-- LISTING --

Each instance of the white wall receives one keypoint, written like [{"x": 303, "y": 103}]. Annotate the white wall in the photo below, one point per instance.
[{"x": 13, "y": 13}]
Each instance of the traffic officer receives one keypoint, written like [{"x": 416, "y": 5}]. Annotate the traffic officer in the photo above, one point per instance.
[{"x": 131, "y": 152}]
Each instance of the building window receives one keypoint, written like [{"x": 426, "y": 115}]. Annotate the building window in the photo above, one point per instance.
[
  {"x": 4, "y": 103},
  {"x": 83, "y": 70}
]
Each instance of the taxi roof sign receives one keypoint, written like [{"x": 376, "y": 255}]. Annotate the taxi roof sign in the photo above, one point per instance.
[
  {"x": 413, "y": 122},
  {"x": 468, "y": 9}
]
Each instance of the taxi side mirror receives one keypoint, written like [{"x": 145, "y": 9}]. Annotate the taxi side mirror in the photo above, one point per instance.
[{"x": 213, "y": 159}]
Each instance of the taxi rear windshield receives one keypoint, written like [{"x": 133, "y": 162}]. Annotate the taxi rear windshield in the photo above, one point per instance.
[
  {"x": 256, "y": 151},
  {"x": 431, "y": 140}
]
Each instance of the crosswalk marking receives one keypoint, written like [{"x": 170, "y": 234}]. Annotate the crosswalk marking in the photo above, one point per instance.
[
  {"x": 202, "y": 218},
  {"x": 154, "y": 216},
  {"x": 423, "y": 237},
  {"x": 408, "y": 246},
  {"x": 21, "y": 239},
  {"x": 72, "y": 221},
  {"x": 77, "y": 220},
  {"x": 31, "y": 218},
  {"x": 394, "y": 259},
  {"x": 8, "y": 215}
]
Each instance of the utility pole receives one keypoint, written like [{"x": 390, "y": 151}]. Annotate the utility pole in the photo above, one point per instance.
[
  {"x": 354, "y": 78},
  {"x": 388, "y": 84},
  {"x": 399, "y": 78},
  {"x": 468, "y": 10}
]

-- EXERCISE BRIEF --
Copy the rows above word for word.

-- SOLUTION BELOW --
Each instance of the white wall receives one keypoint, written like [{"x": 303, "y": 103}]. Annotate the white wall in the photo below, one point per instance.
[{"x": 13, "y": 13}]
Each instance of the traffic officer receives one keypoint, written like [{"x": 416, "y": 5}]. Annotate the traffic officer in the photo above, one point per instance.
[{"x": 131, "y": 152}]
Each instance of the building window receives one keypoint, written like [{"x": 426, "y": 115}]. Annotate the building window in the photo above, one point per instance.
[
  {"x": 4, "y": 103},
  {"x": 83, "y": 70}
]
Each instance of the taxi roof sign receives one keypoint, written like [{"x": 376, "y": 255}]. Annotate the taxi roof sign in the photo above, one point per instance.
[
  {"x": 413, "y": 122},
  {"x": 468, "y": 9}
]
Each instance of the taxi side mirror receives one keypoint, written like [{"x": 145, "y": 9}]. Annotate the taxi side mirror in the photo above, one point per instance.
[{"x": 213, "y": 159}]
Each instance of the taxi rear windshield receives one keypoint, written like [{"x": 133, "y": 162}]. Annotate the taxi rear windshield in the photo above, one point per instance.
[
  {"x": 256, "y": 151},
  {"x": 431, "y": 140}
]
Each instance of the crosswalk marking receives one keypoint, written like [{"x": 170, "y": 234}]. Annotate the crosswalk marking in the photo above, one point per instance.
[
  {"x": 202, "y": 218},
  {"x": 154, "y": 216},
  {"x": 423, "y": 237},
  {"x": 408, "y": 246},
  {"x": 21, "y": 239},
  {"x": 72, "y": 221},
  {"x": 77, "y": 220},
  {"x": 31, "y": 218},
  {"x": 394, "y": 259},
  {"x": 8, "y": 215}
]
Each instance of the utility pole receives one keypoint, written like [{"x": 390, "y": 151}]. Annotate the utility pole in the photo above, one point per instance.
[
  {"x": 354, "y": 78},
  {"x": 388, "y": 84},
  {"x": 399, "y": 78},
  {"x": 468, "y": 10}
]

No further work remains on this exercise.